--- PROBLEM STATEMENT ---
Please output the listing below character for character and omit the images.

━━━━

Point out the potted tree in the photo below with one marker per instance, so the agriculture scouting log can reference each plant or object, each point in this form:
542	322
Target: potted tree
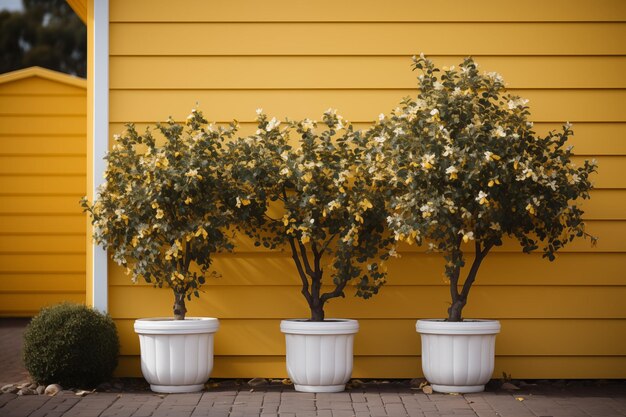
470	172
161	216
317	199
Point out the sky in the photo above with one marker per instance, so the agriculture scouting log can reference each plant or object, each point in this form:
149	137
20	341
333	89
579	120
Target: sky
10	4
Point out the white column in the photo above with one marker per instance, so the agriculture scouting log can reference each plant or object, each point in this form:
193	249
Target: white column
100	136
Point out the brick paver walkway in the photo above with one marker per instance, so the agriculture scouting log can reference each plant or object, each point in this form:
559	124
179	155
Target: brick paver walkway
287	403
374	400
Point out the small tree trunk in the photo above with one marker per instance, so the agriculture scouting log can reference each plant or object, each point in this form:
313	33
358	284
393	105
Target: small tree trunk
179	306
317	313
456	309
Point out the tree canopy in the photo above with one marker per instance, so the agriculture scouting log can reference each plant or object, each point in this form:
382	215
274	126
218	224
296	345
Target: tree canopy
46	33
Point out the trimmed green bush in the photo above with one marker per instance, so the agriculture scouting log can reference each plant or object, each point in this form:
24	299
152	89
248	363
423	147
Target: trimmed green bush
71	345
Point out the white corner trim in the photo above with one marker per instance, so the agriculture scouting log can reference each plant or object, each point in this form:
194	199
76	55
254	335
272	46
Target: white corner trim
100	134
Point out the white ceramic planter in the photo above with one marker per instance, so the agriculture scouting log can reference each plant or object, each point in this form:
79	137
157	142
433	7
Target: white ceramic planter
458	356
319	354
176	355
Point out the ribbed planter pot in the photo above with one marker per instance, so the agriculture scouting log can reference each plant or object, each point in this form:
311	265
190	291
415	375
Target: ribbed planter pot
458	356
319	354
176	355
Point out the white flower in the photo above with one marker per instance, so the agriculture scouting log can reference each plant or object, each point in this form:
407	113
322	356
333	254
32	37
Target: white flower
467	236
273	124
498	132
482	198
428	160
452	171
380	139
427	209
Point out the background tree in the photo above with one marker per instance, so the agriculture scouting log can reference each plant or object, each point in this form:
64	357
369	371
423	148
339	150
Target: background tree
47	33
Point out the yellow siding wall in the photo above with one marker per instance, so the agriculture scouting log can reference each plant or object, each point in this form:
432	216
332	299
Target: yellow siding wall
565	319
42	177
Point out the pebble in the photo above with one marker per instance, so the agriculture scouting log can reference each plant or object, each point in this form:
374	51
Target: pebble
418	382
509	386
53	389
257	382
25	391
9	389
23	384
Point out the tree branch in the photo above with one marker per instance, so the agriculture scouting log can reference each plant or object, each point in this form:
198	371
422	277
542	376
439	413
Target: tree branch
335	293
471	275
305	259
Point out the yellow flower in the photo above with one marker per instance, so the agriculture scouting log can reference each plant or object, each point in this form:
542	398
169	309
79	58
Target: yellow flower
452	171
427	161
490	156
202	232
482	198
365	204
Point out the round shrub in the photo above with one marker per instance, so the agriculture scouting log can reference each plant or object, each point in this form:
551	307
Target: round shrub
71	345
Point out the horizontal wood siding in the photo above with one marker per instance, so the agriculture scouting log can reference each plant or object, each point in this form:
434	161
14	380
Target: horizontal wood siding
564	319
42	177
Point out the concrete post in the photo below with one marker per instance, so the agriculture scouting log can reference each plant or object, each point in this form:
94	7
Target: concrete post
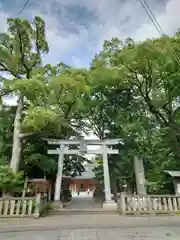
107	186
57	194
140	177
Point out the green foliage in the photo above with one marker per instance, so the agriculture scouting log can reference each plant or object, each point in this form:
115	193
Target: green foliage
10	182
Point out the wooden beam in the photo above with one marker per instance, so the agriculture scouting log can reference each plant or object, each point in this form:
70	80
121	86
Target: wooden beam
76	151
87	142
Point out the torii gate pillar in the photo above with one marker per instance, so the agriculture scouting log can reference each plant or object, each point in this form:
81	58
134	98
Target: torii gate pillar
104	151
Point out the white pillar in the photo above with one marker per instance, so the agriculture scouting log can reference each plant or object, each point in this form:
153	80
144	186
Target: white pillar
107	186
140	176
59	174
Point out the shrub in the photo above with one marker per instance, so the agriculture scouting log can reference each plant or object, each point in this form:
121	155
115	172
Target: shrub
10	182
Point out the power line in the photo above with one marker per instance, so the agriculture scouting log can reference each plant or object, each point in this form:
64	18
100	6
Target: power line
157	25
23	7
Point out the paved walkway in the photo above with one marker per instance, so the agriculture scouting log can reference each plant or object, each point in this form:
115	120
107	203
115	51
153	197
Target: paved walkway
92	221
139	233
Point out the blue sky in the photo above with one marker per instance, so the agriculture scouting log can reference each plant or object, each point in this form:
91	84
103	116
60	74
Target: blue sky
76	29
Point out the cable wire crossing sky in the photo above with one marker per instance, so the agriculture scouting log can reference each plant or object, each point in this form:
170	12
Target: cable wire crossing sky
76	29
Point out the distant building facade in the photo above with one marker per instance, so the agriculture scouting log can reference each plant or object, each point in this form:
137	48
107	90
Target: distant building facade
84	182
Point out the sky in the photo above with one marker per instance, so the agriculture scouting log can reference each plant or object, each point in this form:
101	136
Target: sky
76	29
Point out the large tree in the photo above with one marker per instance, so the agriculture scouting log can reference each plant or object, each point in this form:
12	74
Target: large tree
20	54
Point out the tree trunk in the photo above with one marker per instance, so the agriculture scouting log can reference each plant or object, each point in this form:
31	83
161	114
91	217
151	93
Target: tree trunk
16	148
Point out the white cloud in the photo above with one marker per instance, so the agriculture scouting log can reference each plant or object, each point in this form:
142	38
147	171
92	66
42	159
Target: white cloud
169	21
120	18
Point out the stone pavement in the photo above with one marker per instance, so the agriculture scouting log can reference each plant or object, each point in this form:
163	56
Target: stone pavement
138	233
91	227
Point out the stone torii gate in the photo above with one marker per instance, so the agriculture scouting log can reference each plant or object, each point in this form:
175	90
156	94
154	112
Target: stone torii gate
104	150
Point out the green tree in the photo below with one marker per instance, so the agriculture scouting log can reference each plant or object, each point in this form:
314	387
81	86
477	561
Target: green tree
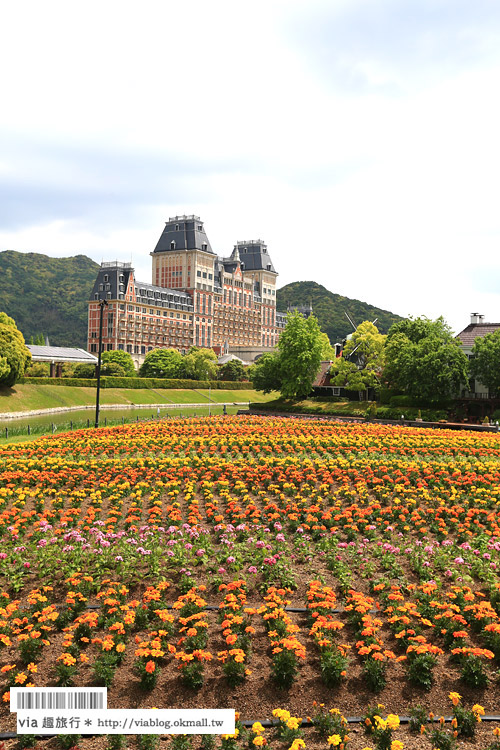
265	374
362	362
84	370
232	370
200	364
112	369
300	349
423	359
485	366
118	357
14	356
162	363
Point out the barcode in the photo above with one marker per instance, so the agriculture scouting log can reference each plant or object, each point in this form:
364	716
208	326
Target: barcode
58	699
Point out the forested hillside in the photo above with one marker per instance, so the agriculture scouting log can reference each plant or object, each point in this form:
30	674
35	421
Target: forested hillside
330	308
50	296
47	295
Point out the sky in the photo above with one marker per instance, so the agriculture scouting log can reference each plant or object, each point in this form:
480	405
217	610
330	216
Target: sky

━━━━

--- SOLVED EXERCISE ---
Point out the potted tree in the photo below with one marker per instance, so the agriculture scouting log can reference each plant or object, each point in this form:
542	322
Target: potted tree
470	172
161	216
317	199
Point out the sky in the photo above with one marker per instance, so the agriculture scouting log can reference each plant or object, each point in this form:
149	137
20	341
333	89
579	120
Target: sky
10	4
Point out the white column in the photo above with one marker per instance, so the agriculture scouting log can reference each plant or object, each point in this form:
193	249
Target: white column
100	136
Point out the brick paver walkway in the photo above with one marker per instance, so the agriculture scouting log can reference each plant or object, each point in this form:
559	124
179	155
Target: brick paver walkway
287	403
374	400
Point out the small tree trunk in the photo above with one marker per instance, so the agriculture scouting log can reference each plant or object, each point in this form:
313	33
358	284
393	105
Target: small tree trunk
179	306
317	313
456	309
Point out the tree canopy in the photo above with one marker per instance, so the agriculture scouting log can reference each plant or object, each point in this form:
382	215
274	126
218	224
296	345
Target: tree canopy
46	33
Point out the trimmed green bush in the photo above with one marker per instance, so the agriculture scouting log can reference each plant or object, each point in this form:
24	299
152	89
248	363
423	147
Target: trimmed green bush
71	345
Point out the white corner trim in the photo above with one marker per instance, so the agriculture scouting log can reference each plant or object, each point in this form:
194	199
76	55
254	335
272	46
Target: white corner trim
100	134
Point out the white ceramic planter in the photo above with one marker per instance, so the agriculture scouting log can reference each plant or object, each point in this form:
79	137
157	142
433	7
Target: white ceramic planter
458	356
319	354
176	355
Point out the ribbed planter pot in the photo above with one marker per instance, so the agriculture scouting log can reference each plant or object, each point in this form:
311	265
190	291
415	375
Target: ribbed planter pot
458	356
319	354
176	355
Point out the white flower in the photo above with one marker per instance, so the agriculture scouting log can reference each plant or object, each point in this form:
407	113
322	356
333	254
32	37
Target: white flower
467	236
273	124
498	132
482	198
428	160
452	171
380	139
427	209
Point out the background tree in the photo above with one marker per instance, so the agriculture scouting log can reference each plant or object, each point in this form:
64	357
369	371
423	148
339	150
Target: background tree
47	33
Point out the yellow siding wall in the photo above with one marker per instance, so the agriculture scouting log can reference each plant or object, each point in this form:
432	216
332	299
Target: yellow siding wall
565	319
42	177
Point out the pebble in the photo above with one marker per instance, so the agriculture scouting log can reference each plant or object, each point in this form:
374	51
Target: pebble
418	382
509	386
53	389
257	382
25	391
9	389
23	384
Point out the tree branch in the photo above with one marker per instance, so the agriculture scouting log can reference each plant or object, each point in this form:
198	371
422	277
542	376
439	413
Target: tree branch
335	293
471	275
305	259
Point out the yellow flower in the photo above with one marker per instance, so the agriculture scouting log can reference each plant or object, each point in this form:
542	398
169	309
79	58
Target: yellow flower
452	171
427	161
490	156
202	232
482	198
365	204
Point out the round shrub in the photo above with one marker per instance, so the agriculture scouting log can reference each plant or object, each point in this form:
551	307
Target: round shrub
71	345
Point out the horizontal wood siding in the photo above with one marker per instance, so the agriculture scouting log can reference each plant or object, each point in this form:
434	161
14	380
Target: horizontal wood siding
564	319
42	177
Point out the concrete post in the photo below with one marker per instance, so the agriculture scouting log can reference each plant or object, each point in this form:
94	7
Target: concrete post
107	186
57	194
140	177
Point out the green foliage in the photo above with one marker per instance, so the agriculture scouting log can reference each plant or object, each point in this form:
115	193
Target: green foliage
10	182
Point out the wooden beam in the photo above with one marker per instance, so the agriculture scouting log can reference each plant or object, each point in this form:
70	80
121	86
Target: wooden beam
76	151
87	142
Point out the torii gate pillar in the photo above with one marker per instance, so the agriculture scouting log can reference each plant or object, each point in this form:
81	58
134	98
Target: torii gate pillar
104	151
Point out the white pillar in the photo above with one marker per instance, so the agriculture scouting log can reference each plant or object, each point in this form:
153	80
144	186
Target: white pillar
107	186
140	176
59	174
Point out the shrub in the photo above with one marker per instance, so the agriculture scouting log can reference each plant or object, each point in this form:
121	155
115	172
Target: shrub
10	182
Point out the power line in the photo above with one marker per instance, so the agriculture scouting log can reference each plant or object, each point in this form:
64	18
100	6
Target: power line
157	25
23	7
Point out the paved walkway in the photo above with one marker per instance, so the agriculture scouting log can reference each plant or object, each point in this form:
115	120
107	203
115	51
153	197
Target: paved walkway
92	221
139	233
Point out the blue sky in the photo above with one marker per instance, so the agriculture scouting log can reference each plant or object, each point in this form:
91	84
103	116
60	74
Target: blue sky
76	29
Point out the cable wire crossing sky in the photo above with one marker per instance, so the agriculture scouting log can reference each plant or object, each point in this form:
170	12
Target: cable wire crossing sky
76	29
Point out the distant building facade in the photo above with one marker per instance, so the agriculture scouting log can reference each plant or object, each point in this form:
137	48
107	90
Target: distant building facade
84	182
Point out the sky in the photo above with one marker per instance, so the agriculture scouting log can reference each plant or object, each point in this form:
101	136
Target: sky
76	29
Point out the large tree in the photo above with one marker per instance, so the agriculture scouting log can reference each plant or object, each point in this form:
12	74
Target: large tree
20	54
Point out the tree trunk in the photo above with one marker per instance, so the agriculture scouting log can reference each plant or object, each point in this form:
31	83
161	114
91	217
151	93
Target: tree trunk
16	148
Point out the white cloud in the photo above with one marker per instance, so the agriculture scouting log can reference each plant or object, each point in this form:
142	38
147	171
92	66
42	159
Target: white cloud
169	21
120	18
Point out the stone pavement in the photo above with one marker per instance, so the agriculture scouting log can reference each plant or object, each point in this form:
163	56
Target: stone pavement
138	233
91	227
Point out the stone torii gate in the photo above with one marker per instance, so the agriculture scouting log can reference each plant or object, each point in this form:
175	90
156	94
154	112
Target: stone torii gate
104	150
Point out the green tree in the photo below with one marker per instance, so the agriculture scouting log can reference each plant or object, each point in this form:
314	387
81	86
477	561
Target: green tree
265	374
362	362
84	370
232	370
200	364
112	369
300	349
423	359
485	366
118	357
14	356
162	363
Point out the barcode in the photo above with one marker per instance, so the agriculture scouting log can reference each plant or object, each point in this form:
364	716
208	326
Target: barcode
58	699
Point out the forested hillside in the photo above with one marker per instance, so the agriculture scouting log can reference each plant or object, each point in this form:
30	674
35	421
Target: forested hillside
330	308
50	296
47	295
Point out the sky in the photo above with one marker per instance, so the agriculture scouting log can reference each plant or object, each point in this form:
480	405
217	610
330	216
Target: sky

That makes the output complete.